> Consegna
Puoi ricopiare alla lettera il brano sul romanzo di Camus, partendo dalle parole che contengono "La seconda mutazione" e fermandoti dopo "sono popolate da sonnambuli."?

> Brano scelto
La seconda mutazione ha invece a che fare con la qualità dei sentimenti: “Nessuno fra noi provava più grandi sentimenti. Ma tutti provavano sentimenti prevedibili” proprio perché, nel momento in cui accade, “non c’è niente di più monotono di un flagello e le grandi tragedie, per la loro stessa durata, sono monotone”.

In definitiva, anche i sentimenti alla fine si adattano: “Avevano ancora, certo, le sembianze della tragedia e della sofferenza, ma non ne sentivano il morso. In una città chiusa, insomma, si fa l’esperienza di un “lungo sonno e le sue strade sono popolate da sonnambuli.

Gli eroi del flagello

Il dottor Rieux è il protagonista e l’eroe principale del capolavoro di Camus. Medico illuminato e soprattutto uomo integro, incarna quella porzione d’umanità che nella tragedia diviene il punto di riferimento di tutto un mondo in rovina. Alla guida del servizio sanitario di Orano, a lui tocca farsi carico delle decisioni, delle osservazioni, delle cure dei disgraziati suoi concittadini. Ateo, realista assoluto e insieme ricco di un’umanità essenziale, incarna quella figura nascosta e scontata nei momenti felici della normale amministrazione della salute, che diviene angelica nei momenti in cui la malattia e la morte non si fanno imbrigliare dai laboratori, dai bisturi e dai farmaci. Umile nella sua consapevolezza professionale, Rieux sapeva “che per un periodo di cui non vedeva la fine il suo ruolo non era più quello di guarire. Il suo ruolo era diagnosticare. Scoprire, vedere, descrivere, registrare, e poi condannare, questo era il suo compito”. Perché “lui non era lì per dare la vita, era lì per ordinare l’isolamento”.

Dati per l'individuazione di punti nelle immagini:

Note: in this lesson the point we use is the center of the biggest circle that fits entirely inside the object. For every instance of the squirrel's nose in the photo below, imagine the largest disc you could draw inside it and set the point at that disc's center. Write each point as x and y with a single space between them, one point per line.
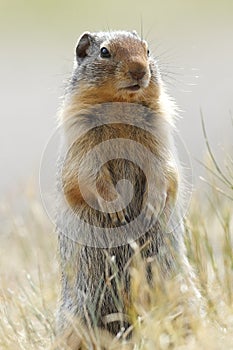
137 73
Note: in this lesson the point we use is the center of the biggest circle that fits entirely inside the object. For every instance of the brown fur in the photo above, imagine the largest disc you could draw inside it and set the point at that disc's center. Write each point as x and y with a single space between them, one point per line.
85 270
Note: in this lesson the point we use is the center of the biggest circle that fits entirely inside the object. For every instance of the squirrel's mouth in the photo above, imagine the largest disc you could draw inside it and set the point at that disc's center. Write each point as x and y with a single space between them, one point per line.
134 87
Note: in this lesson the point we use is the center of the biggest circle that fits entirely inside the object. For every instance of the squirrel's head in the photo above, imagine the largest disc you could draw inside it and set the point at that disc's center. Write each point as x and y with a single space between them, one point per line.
116 65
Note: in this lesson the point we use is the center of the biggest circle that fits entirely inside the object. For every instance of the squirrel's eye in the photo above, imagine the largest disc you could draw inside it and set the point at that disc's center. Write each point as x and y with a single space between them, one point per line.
104 53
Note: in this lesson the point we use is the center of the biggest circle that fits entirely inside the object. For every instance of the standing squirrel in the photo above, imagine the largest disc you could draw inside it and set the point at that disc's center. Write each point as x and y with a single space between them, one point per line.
117 79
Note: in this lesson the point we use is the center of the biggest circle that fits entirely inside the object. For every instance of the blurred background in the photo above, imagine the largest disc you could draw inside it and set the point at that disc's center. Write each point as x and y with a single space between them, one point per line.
192 40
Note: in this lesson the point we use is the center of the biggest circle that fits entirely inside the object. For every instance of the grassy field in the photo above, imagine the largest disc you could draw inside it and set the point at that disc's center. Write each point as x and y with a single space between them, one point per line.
29 279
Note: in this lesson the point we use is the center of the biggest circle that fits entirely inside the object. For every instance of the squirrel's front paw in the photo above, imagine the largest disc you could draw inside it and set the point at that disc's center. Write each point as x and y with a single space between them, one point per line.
154 210
119 217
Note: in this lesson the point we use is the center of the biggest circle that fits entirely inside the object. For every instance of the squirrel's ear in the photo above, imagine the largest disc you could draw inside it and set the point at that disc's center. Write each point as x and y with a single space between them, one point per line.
82 46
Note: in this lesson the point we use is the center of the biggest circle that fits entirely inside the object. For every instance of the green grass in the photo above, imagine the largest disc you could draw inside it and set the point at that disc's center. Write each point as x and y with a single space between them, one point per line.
162 316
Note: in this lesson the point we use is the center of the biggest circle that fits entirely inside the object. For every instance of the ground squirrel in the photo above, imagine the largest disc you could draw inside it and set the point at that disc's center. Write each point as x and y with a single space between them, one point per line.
115 76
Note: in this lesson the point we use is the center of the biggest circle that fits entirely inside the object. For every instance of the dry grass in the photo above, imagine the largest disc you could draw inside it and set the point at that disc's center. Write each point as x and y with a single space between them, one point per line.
30 281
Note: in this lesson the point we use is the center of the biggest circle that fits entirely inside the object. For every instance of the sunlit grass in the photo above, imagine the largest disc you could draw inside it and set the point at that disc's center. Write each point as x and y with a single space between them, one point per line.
162 317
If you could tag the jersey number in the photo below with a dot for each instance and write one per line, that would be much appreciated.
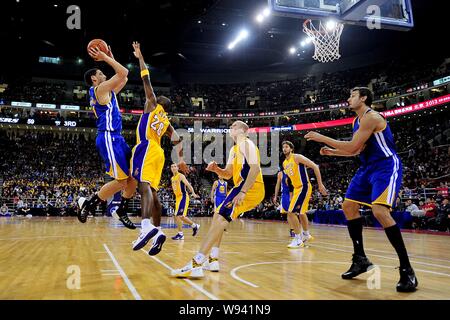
(157, 125)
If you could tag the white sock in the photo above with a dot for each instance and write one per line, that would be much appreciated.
(146, 224)
(199, 258)
(214, 253)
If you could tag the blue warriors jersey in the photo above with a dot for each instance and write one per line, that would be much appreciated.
(378, 180)
(108, 116)
(380, 145)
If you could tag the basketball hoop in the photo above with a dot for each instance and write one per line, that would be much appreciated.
(326, 40)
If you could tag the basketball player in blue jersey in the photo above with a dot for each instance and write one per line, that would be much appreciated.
(219, 192)
(110, 143)
(147, 160)
(376, 183)
(180, 185)
(283, 183)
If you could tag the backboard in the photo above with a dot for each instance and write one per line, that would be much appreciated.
(375, 14)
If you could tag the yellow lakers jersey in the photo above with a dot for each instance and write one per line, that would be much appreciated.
(296, 172)
(152, 126)
(178, 186)
(241, 167)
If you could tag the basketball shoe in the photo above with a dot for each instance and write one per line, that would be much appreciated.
(144, 238)
(178, 236)
(408, 281)
(158, 241)
(212, 264)
(120, 213)
(296, 243)
(359, 265)
(191, 270)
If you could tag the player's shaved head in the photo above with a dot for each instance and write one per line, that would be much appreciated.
(164, 101)
(241, 125)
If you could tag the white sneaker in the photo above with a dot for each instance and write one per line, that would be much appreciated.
(144, 238)
(308, 237)
(158, 241)
(212, 264)
(296, 244)
(191, 270)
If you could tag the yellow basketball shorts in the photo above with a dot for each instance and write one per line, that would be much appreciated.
(182, 205)
(147, 163)
(253, 197)
(300, 199)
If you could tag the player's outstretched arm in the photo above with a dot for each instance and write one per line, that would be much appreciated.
(191, 189)
(327, 151)
(310, 164)
(213, 190)
(177, 142)
(150, 103)
(367, 126)
(277, 187)
(117, 81)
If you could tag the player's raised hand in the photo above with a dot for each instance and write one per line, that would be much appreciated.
(97, 54)
(183, 167)
(110, 53)
(326, 151)
(323, 190)
(314, 136)
(137, 49)
(212, 166)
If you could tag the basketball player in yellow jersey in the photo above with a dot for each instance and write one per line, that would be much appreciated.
(295, 168)
(248, 191)
(179, 186)
(147, 160)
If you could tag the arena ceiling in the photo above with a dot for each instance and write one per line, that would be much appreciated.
(193, 35)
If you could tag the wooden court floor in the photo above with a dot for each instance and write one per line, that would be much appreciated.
(59, 258)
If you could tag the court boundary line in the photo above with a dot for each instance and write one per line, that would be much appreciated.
(123, 274)
(194, 285)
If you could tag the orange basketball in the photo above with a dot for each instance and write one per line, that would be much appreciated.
(100, 44)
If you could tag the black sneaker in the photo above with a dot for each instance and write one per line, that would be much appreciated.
(360, 265)
(121, 215)
(408, 281)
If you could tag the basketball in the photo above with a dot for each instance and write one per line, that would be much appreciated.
(99, 43)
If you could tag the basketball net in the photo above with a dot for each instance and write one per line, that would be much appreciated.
(326, 40)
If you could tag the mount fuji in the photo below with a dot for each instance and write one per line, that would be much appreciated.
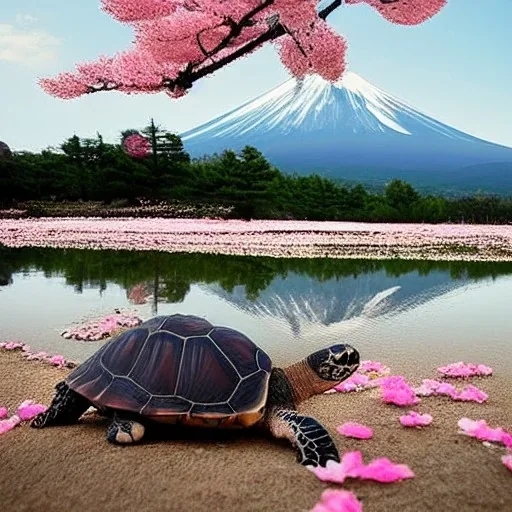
(353, 130)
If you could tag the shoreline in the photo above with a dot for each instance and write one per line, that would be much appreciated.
(288, 239)
(68, 468)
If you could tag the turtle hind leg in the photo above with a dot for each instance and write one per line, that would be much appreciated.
(125, 429)
(315, 446)
(66, 408)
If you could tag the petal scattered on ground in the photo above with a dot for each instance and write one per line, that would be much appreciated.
(355, 430)
(414, 419)
(465, 370)
(338, 501)
(28, 410)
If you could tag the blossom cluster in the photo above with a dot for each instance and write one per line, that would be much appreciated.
(56, 360)
(25, 412)
(396, 390)
(175, 38)
(103, 328)
(266, 238)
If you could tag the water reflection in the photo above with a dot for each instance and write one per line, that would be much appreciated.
(286, 305)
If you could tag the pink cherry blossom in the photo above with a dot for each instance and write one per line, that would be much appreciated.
(338, 501)
(177, 42)
(9, 424)
(56, 360)
(103, 328)
(355, 430)
(395, 390)
(136, 145)
(355, 382)
(482, 431)
(464, 370)
(470, 393)
(352, 466)
(28, 410)
(263, 238)
(414, 419)
(384, 471)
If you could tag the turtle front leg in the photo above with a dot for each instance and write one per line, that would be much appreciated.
(65, 409)
(315, 446)
(124, 429)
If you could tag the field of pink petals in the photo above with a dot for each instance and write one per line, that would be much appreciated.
(267, 238)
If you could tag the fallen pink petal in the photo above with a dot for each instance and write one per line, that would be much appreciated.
(395, 390)
(356, 382)
(465, 370)
(355, 430)
(414, 419)
(338, 501)
(28, 410)
(479, 429)
(337, 472)
(384, 471)
(9, 424)
(103, 328)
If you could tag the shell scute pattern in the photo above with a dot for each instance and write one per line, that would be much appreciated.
(178, 365)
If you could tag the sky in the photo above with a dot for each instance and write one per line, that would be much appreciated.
(456, 68)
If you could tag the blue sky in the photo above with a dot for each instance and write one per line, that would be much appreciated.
(456, 68)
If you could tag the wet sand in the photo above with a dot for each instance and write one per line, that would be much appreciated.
(74, 468)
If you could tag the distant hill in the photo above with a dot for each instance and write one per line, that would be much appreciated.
(352, 130)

> Soluzione svolta
La seconda mutazione ha invece a che fare con la qualità dei sentimenti: “Nessuno fra noi provava più grandi sentimenti. Ma tutti provavano sentimenti prevedibili” proprio perché, nel momento in cui accade, “non c’è niente di più monotono di un flagello e le grandi tragedie, per la loro stessa durata, sono monotone”.

In definitiva, anche i sentimenti alla fine si adattano: “Avevano ancora, certo, le sembianze della tragedia e della sofferenza, ma non ne sentivano il morso. In una città chiusa, insomma, si fa l’esperienza di un “lungo sonno e le sue strade sono popolate da sonnambuli.